(Natural-language object grounding data)
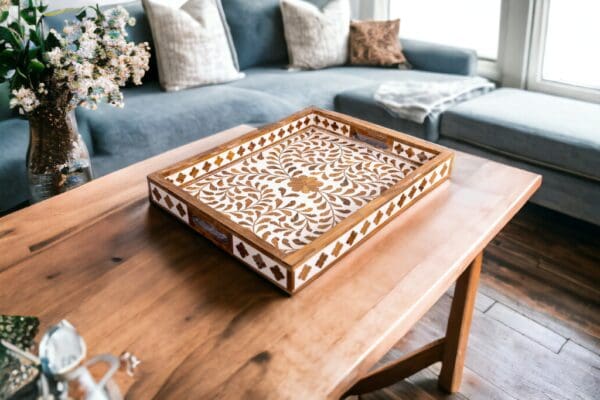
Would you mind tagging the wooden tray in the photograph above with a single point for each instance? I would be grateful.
(294, 197)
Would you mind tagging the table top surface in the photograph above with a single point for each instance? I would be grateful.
(131, 277)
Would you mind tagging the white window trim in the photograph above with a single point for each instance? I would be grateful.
(536, 59)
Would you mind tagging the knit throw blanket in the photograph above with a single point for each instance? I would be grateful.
(415, 100)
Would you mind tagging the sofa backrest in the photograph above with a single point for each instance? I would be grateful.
(257, 31)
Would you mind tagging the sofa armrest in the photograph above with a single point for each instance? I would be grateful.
(435, 57)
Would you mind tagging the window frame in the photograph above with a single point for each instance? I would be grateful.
(521, 43)
(535, 79)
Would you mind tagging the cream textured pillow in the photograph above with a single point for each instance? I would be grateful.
(316, 38)
(192, 43)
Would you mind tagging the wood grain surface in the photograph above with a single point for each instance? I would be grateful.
(130, 277)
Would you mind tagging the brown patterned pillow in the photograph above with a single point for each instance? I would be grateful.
(376, 43)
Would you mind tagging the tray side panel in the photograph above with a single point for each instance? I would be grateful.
(261, 263)
(169, 202)
(258, 261)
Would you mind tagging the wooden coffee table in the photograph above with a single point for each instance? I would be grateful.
(130, 277)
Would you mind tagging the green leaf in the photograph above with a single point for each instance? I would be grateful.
(51, 42)
(36, 65)
(8, 35)
(7, 56)
(81, 15)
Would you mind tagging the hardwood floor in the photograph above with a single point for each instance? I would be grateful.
(536, 327)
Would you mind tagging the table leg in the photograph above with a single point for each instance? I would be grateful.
(459, 324)
(450, 350)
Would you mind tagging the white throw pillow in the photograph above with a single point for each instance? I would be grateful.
(316, 38)
(192, 43)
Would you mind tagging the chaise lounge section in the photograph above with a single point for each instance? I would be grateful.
(154, 121)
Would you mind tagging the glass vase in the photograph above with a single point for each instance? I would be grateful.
(57, 159)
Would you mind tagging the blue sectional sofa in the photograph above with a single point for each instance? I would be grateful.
(154, 121)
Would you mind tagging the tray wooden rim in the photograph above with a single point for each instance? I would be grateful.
(296, 259)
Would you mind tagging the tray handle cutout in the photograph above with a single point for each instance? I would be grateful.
(380, 142)
(211, 230)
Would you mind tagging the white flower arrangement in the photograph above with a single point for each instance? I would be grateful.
(90, 59)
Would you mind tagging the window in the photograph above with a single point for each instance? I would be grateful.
(473, 24)
(564, 53)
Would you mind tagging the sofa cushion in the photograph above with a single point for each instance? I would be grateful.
(434, 57)
(301, 88)
(553, 131)
(257, 30)
(154, 121)
(193, 44)
(560, 191)
(360, 102)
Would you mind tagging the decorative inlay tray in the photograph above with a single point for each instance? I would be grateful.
(292, 198)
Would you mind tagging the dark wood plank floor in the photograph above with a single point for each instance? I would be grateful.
(536, 327)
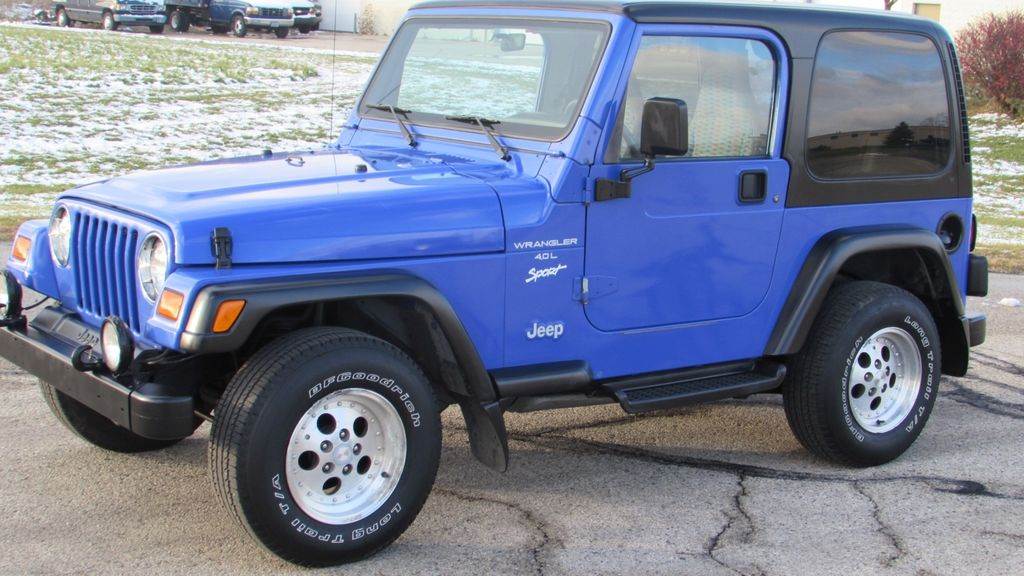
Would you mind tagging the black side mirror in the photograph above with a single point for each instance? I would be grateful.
(664, 131)
(665, 128)
(513, 42)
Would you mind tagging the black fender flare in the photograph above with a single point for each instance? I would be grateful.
(826, 258)
(479, 405)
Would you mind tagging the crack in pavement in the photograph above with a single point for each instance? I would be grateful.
(964, 395)
(581, 446)
(997, 363)
(884, 529)
(530, 519)
(738, 512)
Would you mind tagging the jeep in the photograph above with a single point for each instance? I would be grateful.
(532, 206)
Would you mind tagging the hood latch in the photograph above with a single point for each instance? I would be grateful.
(220, 244)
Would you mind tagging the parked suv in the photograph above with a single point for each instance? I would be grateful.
(237, 16)
(532, 206)
(112, 13)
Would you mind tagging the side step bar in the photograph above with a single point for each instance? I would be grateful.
(682, 389)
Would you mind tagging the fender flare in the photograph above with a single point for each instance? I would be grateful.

#### Task statement:
Your reply must match the data above line for line, except that it holds no pictures.

#### Result for this exercise:
Would you mind tagging the wooden tray in the photograph above with a single point for each instance? I would be grateful.
(294, 197)
Would you mind tagging the table top surface in the photograph above with a single point for each instance? I would be grateful.
(131, 277)
Would you mind tagging the white window trim in the photograph above with a single point for each instance? I would be grateful.
(536, 59)
Would you mind tagging the knit throw blanket in the photograph above with a single point for each instance? I would be grateful.
(415, 100)
Would you mind tagging the sofa backrest in the photograph above with a single point for each instance? I would be grateful.
(257, 31)
Would you mind tagging the sofa armrest in the photograph above with a single point for each instance? I would be grateful.
(435, 57)
Would you mind tagging the window frame in the photograph above with a single point for each instance? I would be grateful.
(521, 43)
(535, 79)
Would you mind tagging the cream textured pillow in the photograph above with a single point for each instance? I would be grateful.
(316, 38)
(192, 43)
Would you mind tagging the wood grain surface in the photograph above with a single point for each instance? I would be grateful.
(130, 277)
Would you mind tagging the brown patterned pillow in the photograph above with a single point for each instance? I would be grateful.
(376, 43)
Would you mind tagging the tray side panel in the photograph above with a single point for each instance? I would be grateful.
(261, 263)
(169, 202)
(258, 261)
Would you mind tagging the wooden coffee table in the photograph above with a single point for each instance? I would be grateful.
(130, 277)
Would you mind tagging the green leaf in the photograph above with a single point for each instance? I would be grateful.
(51, 42)
(36, 65)
(8, 35)
(7, 56)
(81, 15)
Would you mind tagging the hardwood floor in the photograph above with a single point for each instance? I would be grateful.
(536, 327)
Would you mind tagging the table leg in the photograph above with a single point for each instance? I would be grateful.
(459, 324)
(450, 350)
Would you mind tagging the white throw pillow in the photograph above with a single point for each instance? I would be grateful.
(316, 38)
(192, 43)
Would you mind tagging the chaise lounge section in the photograph above with a single point for each instance? I would be grateful.
(154, 121)
Would you mind tagging the glass vase in the photograph above with a single point for each instance? I would be grateful.
(57, 159)
Would you mind tagging the blue sectional sofa in the photograph above with a single point for each instance? I would be grateful.
(154, 121)
Would you mind tagging the tray wooden rim in the photograph above with a single point for each instance? I would be grateful.
(296, 259)
Would you mind tagging the tray handle cutout in the photograph above with a single point for each instance? I would be grateful.
(380, 142)
(211, 230)
Would you mind tagging the white flower arrangement in the photograph above with a single point for each instance? I would be grateful.
(90, 59)
Would you mind tagging the window in the photograph above with a single point for each instance? I would be grateful.
(473, 24)
(564, 53)
Would you mind tagging the sofa cushion in the photograph above with a single point for each instance? I would be grateful.
(434, 57)
(301, 88)
(553, 131)
(257, 30)
(154, 121)
(193, 44)
(560, 191)
(360, 102)
Would you mind tagging the decorative inlay tray in the photograph above with a single point for each instance? I would be grateful.
(292, 198)
Would you mind tagging the dark wood plank floor in the photograph above with a single point for each instance? I would be grateful.
(536, 327)
Would you mind tagging the black side mirror in the photograph above with a single point for each instance? I would be grateful.
(664, 131)
(665, 128)
(513, 42)
Would you mind tagging the black fender flare in the photograph above with a single point for each instance? I would be grateful.
(826, 258)
(479, 405)
Would you mind tagging the crack in pavement in the photograph above with a single point for each instance? I would be grateful.
(964, 395)
(581, 446)
(997, 363)
(884, 529)
(530, 519)
(738, 512)
Would you mind tagging the jeep in the photograph above with a single point for each instance? I would be grateful.
(532, 206)
Would you mind tagging the hood latch in the photograph above with a single point for each instance? I would be grateful.
(220, 244)
Would you mind tagging the parked suv in the photograph above with a single point for each instance? I would be grateful.
(237, 16)
(532, 206)
(112, 13)
Would you mind tagging the side step bar in the photograph above with a single point for each instance? I would be grateful.
(682, 389)
Would you mind tagging the fender flare in the photograph above with a single point for each instance? I would be grateful.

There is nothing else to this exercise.